I wrote a letter to a friend of mine who's a writer, a fellow Coastie and, oddly, has the EXACT same birthday as me! I wrote it out as freely as my pen would flow and then went back to proofread. As I read it, I realized I had an amazing blog post here!. I was speaking to him (in ink) with an honesty and freedom I haven't used in a LONG time in this blog.
I will excerpt:
"My life continues to be a series of sublime moments that awe me without fail"
Yes, that's true but here's the blog-worthy part:
"You wrote in your letter that you haven't ever found the place where you can say, 'Therein lies the boogeyman!' Well, I think I have found him. This boogeyman lives in the most uncomfortable place. He's right here *Taps Sternum*.
I told myself that I was coming to this land without any prejudice, preconception or bias. I truly came here with my heart open to every person I meet but, DAMN!, It snuck up on me!. If I walk down the mall in Washington, DC and someone is looking right at me and they track me with their eyes and head as I pass, My first reaction is going to be, "OH HELL, It's on!!!" and to get ready for a running fight.

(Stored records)
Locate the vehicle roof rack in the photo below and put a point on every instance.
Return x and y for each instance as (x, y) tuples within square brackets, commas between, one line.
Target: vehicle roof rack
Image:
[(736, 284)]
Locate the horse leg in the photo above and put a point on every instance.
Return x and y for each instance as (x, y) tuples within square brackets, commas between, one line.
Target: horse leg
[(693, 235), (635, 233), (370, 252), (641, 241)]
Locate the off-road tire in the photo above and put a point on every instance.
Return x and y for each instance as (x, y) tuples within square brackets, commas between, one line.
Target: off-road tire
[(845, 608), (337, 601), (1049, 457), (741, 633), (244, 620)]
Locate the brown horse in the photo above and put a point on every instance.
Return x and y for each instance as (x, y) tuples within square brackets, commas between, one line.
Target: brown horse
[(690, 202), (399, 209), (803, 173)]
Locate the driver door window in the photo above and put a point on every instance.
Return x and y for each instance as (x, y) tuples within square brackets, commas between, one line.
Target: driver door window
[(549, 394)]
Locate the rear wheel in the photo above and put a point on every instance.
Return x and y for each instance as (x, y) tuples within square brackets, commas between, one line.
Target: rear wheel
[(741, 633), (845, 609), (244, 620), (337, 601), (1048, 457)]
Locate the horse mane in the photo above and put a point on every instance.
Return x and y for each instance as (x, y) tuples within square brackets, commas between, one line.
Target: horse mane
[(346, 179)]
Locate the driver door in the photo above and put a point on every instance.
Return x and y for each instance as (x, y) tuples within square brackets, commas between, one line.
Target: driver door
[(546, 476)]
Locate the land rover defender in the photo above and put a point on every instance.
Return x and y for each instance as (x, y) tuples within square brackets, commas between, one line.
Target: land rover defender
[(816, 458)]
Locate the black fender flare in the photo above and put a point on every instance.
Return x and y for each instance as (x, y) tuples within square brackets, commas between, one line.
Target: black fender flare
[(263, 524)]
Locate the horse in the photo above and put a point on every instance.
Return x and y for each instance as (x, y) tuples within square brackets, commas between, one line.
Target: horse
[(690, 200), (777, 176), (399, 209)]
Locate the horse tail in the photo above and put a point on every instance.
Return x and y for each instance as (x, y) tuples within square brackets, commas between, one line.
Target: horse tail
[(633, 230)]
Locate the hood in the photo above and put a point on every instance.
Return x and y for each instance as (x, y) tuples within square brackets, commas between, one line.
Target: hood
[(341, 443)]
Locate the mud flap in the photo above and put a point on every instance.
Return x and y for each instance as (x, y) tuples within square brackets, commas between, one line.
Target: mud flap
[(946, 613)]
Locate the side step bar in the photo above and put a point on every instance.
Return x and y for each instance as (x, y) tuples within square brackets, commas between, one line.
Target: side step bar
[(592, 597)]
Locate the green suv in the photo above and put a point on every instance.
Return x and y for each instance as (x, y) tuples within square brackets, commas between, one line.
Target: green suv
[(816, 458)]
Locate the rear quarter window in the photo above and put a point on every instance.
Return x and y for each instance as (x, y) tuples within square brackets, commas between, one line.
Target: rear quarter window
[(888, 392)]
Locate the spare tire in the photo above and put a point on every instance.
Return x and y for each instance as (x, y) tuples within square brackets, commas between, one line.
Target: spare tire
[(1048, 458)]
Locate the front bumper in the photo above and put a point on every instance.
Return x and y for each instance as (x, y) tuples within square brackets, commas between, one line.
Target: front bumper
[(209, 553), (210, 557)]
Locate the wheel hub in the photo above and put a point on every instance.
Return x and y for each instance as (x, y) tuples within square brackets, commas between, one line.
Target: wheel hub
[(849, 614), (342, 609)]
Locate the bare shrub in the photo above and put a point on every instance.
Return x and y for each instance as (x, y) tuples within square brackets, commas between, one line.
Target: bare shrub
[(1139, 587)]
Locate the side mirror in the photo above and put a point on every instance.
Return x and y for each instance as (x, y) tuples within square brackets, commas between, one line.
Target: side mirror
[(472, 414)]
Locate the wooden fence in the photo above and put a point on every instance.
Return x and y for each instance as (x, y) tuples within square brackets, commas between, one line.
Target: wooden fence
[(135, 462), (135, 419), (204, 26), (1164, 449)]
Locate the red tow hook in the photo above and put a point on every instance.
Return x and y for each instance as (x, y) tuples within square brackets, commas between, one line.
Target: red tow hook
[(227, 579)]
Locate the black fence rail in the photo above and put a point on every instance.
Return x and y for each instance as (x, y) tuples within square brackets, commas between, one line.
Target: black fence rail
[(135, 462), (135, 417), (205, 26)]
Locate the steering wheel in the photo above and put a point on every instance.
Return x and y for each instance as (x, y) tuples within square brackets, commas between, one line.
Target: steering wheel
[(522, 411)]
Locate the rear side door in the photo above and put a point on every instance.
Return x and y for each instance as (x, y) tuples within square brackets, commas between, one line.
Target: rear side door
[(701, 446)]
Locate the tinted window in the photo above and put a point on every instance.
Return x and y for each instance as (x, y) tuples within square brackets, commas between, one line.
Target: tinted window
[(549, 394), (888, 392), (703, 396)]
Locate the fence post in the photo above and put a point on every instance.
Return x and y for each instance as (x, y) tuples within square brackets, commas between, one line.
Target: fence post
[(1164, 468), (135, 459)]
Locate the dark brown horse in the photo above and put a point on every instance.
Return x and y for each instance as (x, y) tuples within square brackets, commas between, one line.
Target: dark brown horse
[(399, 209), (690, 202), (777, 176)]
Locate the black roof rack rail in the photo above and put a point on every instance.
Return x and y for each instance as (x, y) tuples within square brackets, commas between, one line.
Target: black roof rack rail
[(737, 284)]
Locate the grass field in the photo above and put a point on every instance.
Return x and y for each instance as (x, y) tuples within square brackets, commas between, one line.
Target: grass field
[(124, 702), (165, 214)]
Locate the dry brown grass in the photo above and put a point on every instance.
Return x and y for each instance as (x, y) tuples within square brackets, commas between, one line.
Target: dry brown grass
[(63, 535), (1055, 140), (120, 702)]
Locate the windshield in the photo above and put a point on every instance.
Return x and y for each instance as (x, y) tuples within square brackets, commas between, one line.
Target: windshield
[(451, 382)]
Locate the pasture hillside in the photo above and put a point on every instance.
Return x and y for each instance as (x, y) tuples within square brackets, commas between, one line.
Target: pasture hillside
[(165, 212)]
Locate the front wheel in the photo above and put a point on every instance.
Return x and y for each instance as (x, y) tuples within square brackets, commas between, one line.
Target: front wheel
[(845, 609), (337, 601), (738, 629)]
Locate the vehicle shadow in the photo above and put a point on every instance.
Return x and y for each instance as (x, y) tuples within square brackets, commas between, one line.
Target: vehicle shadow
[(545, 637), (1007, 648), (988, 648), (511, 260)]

# [Task statement]
Answer from the blog post, one line each:
1. What coincidence does the writer share with the friend who received the letter?
2. Where does the writer say the boogeyman lives?
3. In what place does the writer picture walking when someone tracks them with their eyes?
These records come from a separate source, not from the blog post.

# [Reply]
1. They have the exact same birthday.
2. In the most uncomfortable place, right in the writer's own chest, shown by tapping the sternum.
3. Down the mall in Washington, DC.